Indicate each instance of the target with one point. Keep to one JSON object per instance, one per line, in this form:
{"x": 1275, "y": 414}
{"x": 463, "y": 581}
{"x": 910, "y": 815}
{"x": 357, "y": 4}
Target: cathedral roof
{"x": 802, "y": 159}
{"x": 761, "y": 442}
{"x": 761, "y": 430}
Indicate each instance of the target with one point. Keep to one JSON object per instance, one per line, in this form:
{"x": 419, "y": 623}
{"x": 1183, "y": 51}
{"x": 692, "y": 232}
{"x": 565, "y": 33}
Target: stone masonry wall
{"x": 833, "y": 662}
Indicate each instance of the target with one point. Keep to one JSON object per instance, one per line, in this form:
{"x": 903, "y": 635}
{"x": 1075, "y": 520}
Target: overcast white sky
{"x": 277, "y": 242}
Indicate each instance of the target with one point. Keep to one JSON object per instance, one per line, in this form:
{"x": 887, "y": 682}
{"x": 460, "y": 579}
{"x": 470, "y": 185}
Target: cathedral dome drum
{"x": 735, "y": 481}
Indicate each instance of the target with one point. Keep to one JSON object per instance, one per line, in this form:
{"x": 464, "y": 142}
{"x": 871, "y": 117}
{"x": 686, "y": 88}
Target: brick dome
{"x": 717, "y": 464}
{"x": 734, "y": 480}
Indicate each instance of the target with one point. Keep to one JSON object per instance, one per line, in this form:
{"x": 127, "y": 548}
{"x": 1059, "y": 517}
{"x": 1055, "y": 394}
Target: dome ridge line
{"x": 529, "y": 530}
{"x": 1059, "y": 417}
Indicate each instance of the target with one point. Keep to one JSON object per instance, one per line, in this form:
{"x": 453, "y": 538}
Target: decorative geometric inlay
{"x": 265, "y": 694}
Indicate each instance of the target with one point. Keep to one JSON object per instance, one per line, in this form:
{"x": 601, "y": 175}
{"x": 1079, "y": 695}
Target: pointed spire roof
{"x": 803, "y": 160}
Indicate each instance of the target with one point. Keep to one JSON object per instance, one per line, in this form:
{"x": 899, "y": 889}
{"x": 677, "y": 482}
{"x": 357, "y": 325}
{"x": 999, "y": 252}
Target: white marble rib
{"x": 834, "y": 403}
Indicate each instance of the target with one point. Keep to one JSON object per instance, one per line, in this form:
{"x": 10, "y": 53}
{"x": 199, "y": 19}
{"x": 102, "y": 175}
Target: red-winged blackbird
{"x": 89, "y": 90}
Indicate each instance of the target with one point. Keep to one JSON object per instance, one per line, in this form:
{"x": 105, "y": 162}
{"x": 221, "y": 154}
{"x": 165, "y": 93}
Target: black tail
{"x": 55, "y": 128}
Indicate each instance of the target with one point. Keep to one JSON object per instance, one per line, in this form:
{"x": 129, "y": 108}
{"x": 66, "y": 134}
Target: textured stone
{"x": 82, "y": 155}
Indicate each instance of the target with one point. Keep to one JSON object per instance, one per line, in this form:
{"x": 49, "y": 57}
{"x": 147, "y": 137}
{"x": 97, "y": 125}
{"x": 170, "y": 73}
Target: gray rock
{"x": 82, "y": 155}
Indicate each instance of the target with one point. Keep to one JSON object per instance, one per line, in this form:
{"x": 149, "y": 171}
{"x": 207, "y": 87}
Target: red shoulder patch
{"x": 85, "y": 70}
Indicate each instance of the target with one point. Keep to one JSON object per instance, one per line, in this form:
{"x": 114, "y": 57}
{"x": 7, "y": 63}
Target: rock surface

What the exercise asks - Retype the records that precede this task, keeping them exactly the same.

Solution to the exercise -
Indicate each instance of the target with one point. Keep to one JSON object per instance, one per line, in this form:
{"x": 1275, "y": 414}
{"x": 463, "y": 581}
{"x": 910, "y": 815}
{"x": 357, "y": 4}
Target: cathedral roof
{"x": 802, "y": 159}
{"x": 761, "y": 442}
{"x": 761, "y": 430}
Indicate each instance of the target with one point. Keep to one JSON object per instance, one per line, in this form:
{"x": 419, "y": 623}
{"x": 1183, "y": 51}
{"x": 692, "y": 232}
{"x": 565, "y": 33}
Target: stone masonry wall
{"x": 833, "y": 662}
Indicate each instance of the target with one point. Keep to one JSON object per instance, one per line, in this form:
{"x": 903, "y": 635}
{"x": 1075, "y": 520}
Target: overcast white sky
{"x": 277, "y": 242}
Indicate each instance of the target with one point. Keep to one JSON object per instance, one per line, in this form:
{"x": 887, "y": 682}
{"x": 460, "y": 579}
{"x": 470, "y": 185}
Target: cathedral dome drum
{"x": 735, "y": 481}
Indicate each instance of the target with one point. Keep to one JSON object per instance, one per line, in this form:
{"x": 464, "y": 142}
{"x": 871, "y": 117}
{"x": 686, "y": 88}
Target: brick dome
{"x": 717, "y": 464}
{"x": 734, "y": 480}
Indicate each instance of the target with one point. Keep to one JSON object per instance, one per line, in this form:
{"x": 127, "y": 548}
{"x": 1059, "y": 517}
{"x": 1055, "y": 394}
Target: dome ridge line
{"x": 529, "y": 530}
{"x": 1059, "y": 417}
Indicate each instance of the target with one point. Keep to one JSON object per instance, one per line, in this form:
{"x": 453, "y": 538}
Target: decorative geometric inlay
{"x": 265, "y": 694}
Indicate each instance of the target with one point. Keep to one JSON object per instance, one per line, in this form:
{"x": 601, "y": 175}
{"x": 1079, "y": 695}
Target: pointed spire roof
{"x": 803, "y": 160}
Indicate each instance of the target with one point. Keep to one JSON object per instance, one per line, in this form:
{"x": 899, "y": 889}
{"x": 677, "y": 482}
{"x": 357, "y": 325}
{"x": 999, "y": 252}
Target: white marble rib
{"x": 834, "y": 403}
Indicate each instance of the target with one point. Keep to one JSON object per instance, one per line, in this form:
{"x": 10, "y": 53}
{"x": 199, "y": 19}
{"x": 102, "y": 175}
Target: red-winged blackbird
{"x": 89, "y": 90}
Indicate each instance of the target with one point. Keep to one JSON object per instance, one per line, in this form:
{"x": 105, "y": 162}
{"x": 221, "y": 154}
{"x": 165, "y": 93}
Target: black tail
{"x": 55, "y": 128}
Indicate each instance of the target with one point. Keep to one JSON object per instance, one per line, in this form:
{"x": 129, "y": 108}
{"x": 66, "y": 134}
Target: textured stone
{"x": 82, "y": 155}
Indicate each instance of the target with one point. Keep to one JSON object per instance, one per line, in this form:
{"x": 49, "y": 57}
{"x": 147, "y": 137}
{"x": 97, "y": 125}
{"x": 170, "y": 73}
Target: gray rock
{"x": 82, "y": 155}
Indicate each instance of the target with one point. Keep to one JSON object per instance, one per line, in this form:
{"x": 149, "y": 171}
{"x": 207, "y": 87}
Target: red shoulder patch
{"x": 85, "y": 70}
Indicate each instance of the target with one point. Keep to one JSON object per instance, one per line, in this form:
{"x": 114, "y": 57}
{"x": 7, "y": 63}
Target: rock surface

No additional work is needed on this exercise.